==== Page text

Data analyses often yield more interesting observation when variables are examined together.
In this task, you are required to find out if education can be used to predict the occupation of an individual.
As this module is not about machine learning or data mining, you are only required to manually examine the data based on the distribution in these two attributes.

Hint: For this, you need to first create a reasonable ordinal rank for the values in education and occupation, e.g. one may say Adm-clerical ranks lower than Exec-managerial, Doctorate is higher than Prof-school
This will be up to you to justify.
Once this is completed, present the histogram or frequency distribution of these two variables.

What can you find out from their shapes? Do they look similar or dissimilar?

    The shapes of the frequency distributions look weakly correlated.

In [15]:
#create education rank and occupation dictionaries using educated estimations for the rankings
edu_rank = {' Bachelors':13,' HS-grad':9, ' 11th':7, ' Masters':15, ' 9th':5, ' Some-college':12,
 ' Assoc-acdm':11, ' Assoc-voc':10, ' 7th-8th':4, ' Doctorate':16, ' Prof-school':14,
 ' 5th-6th':3, ' 10th':6, ' 1st-4th':2, ' Preschool':1, ' 12th':8}
 
occ_rank = {' Adm-clerical':13, ' Exec-managerial':14, ' Handlers-cleaners':3, ' Prof-specialty':15,
 ' Other-service':7, ' Sales':8, ' Craft-repair':4, ' Transport-moving':6,
 ' Farming-fishing':5, ' Machine-op-inspct':11, ' Tech-support':12, ' ?':1,
 ' Protective-serv':9, ' Armed-Forces':10, ' Priv-house-serv':2}

#create a new version of adult_data incorporating the newly created ranking dictionaries    
adult_data_v2 = adult_data.replace(edu_rank).replace(occ_rank)

========

▶ Work to do
Pick up the education-and-occupation analysis after its last line and continue it.

==== Dataset extract

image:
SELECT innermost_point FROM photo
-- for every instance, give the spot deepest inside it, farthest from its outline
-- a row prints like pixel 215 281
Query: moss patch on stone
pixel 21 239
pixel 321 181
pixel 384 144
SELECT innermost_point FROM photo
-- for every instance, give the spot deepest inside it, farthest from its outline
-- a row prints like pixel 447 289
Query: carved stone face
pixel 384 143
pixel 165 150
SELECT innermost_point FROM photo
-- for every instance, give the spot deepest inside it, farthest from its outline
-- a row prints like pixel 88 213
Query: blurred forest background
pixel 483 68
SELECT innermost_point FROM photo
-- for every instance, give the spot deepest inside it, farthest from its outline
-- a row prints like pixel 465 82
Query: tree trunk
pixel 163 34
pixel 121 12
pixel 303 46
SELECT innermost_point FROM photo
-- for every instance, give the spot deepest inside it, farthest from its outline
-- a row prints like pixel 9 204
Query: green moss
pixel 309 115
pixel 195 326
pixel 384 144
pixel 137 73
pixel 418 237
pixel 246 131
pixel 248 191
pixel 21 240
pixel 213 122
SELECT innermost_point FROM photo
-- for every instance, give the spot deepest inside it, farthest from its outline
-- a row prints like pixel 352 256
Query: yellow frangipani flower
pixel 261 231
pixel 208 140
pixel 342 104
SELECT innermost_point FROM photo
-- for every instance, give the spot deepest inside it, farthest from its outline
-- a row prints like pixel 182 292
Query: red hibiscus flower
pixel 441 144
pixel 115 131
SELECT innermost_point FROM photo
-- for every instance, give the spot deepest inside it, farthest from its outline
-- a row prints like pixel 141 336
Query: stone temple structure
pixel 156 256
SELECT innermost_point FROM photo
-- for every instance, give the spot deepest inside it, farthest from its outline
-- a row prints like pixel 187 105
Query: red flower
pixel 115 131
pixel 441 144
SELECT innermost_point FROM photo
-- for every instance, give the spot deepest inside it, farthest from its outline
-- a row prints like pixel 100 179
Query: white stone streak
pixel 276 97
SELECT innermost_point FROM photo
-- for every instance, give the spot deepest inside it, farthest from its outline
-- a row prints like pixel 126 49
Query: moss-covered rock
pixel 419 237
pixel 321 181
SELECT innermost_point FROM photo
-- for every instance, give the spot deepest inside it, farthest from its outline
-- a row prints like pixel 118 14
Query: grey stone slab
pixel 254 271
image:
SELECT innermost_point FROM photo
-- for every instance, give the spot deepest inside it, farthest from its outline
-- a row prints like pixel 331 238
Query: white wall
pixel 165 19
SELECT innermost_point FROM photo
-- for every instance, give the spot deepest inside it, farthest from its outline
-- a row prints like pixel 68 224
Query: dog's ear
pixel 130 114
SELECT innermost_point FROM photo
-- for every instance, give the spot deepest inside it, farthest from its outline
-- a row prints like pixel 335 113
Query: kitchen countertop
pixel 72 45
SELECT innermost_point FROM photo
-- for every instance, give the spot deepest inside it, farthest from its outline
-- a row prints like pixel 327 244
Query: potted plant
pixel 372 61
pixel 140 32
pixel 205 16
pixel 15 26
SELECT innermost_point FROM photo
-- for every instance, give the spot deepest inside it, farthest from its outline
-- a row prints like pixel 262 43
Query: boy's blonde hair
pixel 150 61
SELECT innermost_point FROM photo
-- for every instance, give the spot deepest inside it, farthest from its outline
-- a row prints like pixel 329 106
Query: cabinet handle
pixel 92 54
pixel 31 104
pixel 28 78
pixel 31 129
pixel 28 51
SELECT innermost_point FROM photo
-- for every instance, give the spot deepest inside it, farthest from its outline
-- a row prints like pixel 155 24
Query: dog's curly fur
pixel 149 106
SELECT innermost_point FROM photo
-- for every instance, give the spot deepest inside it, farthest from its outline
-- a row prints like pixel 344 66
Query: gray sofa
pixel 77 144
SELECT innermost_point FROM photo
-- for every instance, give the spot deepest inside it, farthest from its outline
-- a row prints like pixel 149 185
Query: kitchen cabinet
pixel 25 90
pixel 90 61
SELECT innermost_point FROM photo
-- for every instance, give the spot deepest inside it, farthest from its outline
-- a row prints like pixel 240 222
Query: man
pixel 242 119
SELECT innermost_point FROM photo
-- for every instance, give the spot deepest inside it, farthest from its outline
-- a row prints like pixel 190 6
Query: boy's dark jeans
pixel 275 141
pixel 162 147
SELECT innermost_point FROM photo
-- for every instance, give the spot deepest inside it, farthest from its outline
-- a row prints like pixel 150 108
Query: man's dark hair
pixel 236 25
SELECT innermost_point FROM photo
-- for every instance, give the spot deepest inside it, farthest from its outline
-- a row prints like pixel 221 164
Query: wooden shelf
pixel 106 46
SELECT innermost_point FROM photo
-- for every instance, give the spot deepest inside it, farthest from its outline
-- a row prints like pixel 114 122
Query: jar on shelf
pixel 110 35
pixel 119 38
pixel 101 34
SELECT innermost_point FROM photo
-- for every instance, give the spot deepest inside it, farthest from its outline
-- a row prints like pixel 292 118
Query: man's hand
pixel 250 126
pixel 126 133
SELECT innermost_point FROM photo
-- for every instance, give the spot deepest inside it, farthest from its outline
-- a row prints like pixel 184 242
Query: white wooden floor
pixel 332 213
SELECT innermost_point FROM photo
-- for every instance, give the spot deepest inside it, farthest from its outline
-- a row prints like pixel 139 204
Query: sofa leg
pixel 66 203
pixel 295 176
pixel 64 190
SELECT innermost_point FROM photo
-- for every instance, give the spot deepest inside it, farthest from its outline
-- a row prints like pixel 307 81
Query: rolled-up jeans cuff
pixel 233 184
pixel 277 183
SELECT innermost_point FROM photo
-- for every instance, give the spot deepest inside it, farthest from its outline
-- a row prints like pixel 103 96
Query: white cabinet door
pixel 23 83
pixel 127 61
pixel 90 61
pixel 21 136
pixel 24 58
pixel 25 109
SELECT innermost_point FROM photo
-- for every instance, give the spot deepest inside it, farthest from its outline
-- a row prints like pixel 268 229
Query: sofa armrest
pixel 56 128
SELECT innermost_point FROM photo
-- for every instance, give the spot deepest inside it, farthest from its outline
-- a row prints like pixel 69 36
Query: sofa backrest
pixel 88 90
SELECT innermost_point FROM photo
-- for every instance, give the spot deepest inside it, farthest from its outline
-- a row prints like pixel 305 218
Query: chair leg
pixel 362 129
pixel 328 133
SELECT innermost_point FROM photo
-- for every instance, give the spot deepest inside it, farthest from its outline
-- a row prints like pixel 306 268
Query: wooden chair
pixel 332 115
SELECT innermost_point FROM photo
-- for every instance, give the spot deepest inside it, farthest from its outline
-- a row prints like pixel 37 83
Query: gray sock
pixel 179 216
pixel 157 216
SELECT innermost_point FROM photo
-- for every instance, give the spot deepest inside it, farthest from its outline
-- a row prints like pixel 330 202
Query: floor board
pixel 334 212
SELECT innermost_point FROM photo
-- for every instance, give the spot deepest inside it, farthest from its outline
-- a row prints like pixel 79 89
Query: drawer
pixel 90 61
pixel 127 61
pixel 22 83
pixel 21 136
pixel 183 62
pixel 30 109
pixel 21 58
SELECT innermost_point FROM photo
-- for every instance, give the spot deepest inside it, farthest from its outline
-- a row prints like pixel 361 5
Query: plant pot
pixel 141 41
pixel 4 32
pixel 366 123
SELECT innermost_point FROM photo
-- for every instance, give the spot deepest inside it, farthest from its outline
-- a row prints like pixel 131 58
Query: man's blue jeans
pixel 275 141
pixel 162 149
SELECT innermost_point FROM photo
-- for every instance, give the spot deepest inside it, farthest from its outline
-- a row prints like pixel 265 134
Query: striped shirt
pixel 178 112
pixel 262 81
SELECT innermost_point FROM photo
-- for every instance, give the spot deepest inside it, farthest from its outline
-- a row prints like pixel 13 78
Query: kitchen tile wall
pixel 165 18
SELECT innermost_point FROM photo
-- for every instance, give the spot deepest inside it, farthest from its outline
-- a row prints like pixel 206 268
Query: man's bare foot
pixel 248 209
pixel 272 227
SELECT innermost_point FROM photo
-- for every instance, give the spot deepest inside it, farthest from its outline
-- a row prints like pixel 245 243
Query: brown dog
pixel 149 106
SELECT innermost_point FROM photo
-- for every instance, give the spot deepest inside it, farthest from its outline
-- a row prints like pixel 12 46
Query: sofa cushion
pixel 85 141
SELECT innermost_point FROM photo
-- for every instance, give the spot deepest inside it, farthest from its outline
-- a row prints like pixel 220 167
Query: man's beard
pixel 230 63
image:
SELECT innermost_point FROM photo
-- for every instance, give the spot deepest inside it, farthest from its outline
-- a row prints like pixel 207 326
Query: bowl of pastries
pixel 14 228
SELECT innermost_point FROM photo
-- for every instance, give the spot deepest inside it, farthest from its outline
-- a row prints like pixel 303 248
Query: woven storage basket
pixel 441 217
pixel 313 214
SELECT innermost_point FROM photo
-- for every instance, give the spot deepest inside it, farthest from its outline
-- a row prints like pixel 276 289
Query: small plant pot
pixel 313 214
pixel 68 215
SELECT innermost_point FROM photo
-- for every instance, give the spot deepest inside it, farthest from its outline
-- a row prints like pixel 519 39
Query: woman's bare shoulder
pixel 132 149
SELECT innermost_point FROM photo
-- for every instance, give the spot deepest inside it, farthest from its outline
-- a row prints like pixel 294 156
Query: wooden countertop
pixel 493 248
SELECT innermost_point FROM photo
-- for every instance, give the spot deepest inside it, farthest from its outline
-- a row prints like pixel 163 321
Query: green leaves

========

▶ Exercise answer
#create histograms based on the education and occupation columns derived from the new
#version of adult_data
hist_edu = adult_data_v2.hist(column='education')
hist_occ = adult_data_v2.hist(column='occupation')

print(hist_edu)
print(hist_occ)

<IPython.core.display.Javascript object>

<IPython.core.display.Javascript object>

[[<matplotlib.axes._subplots.AxesSubplot object at 0x000001CC6A10BB48>]]
[[<matplotlib.axes._subplots.AxesSubplot object at 0x000001CC6A251808>]]


__Task 5:__ 

Similar to __Task 4__, find out if the variable education-num is indicative of the education variable.
i.e. We want to know if the number of year in education is consistent with the education qualification attained.

In [16]:
 edu_rank = {' Bachelors':13,' HS-grad':9, ' 11th':7, ' Masters':15, ' 9th':5, ' Some-college':12,
 ' Assoc-acdm':11, ' Assoc-voc':10, ' 7th-8th':4, ' Doctorate':16, ' Prof-school':14,
 ' 5th-6th':3, ' 10th':6, ' 1st-4th':2, ' Preschool':1, ' 12th':8}

#create a new version of adult_data incorporating just the edu_rank dictionary 
adult_data_v3 = adult_data.replace(edu_rank)

#create histograms based on the education-num and the education column derived
#from the new version of adult_data
hist_edu = adult_data_v3.hist(column='education')
hist_edunum = adult_data_v3.hist(column='education-num')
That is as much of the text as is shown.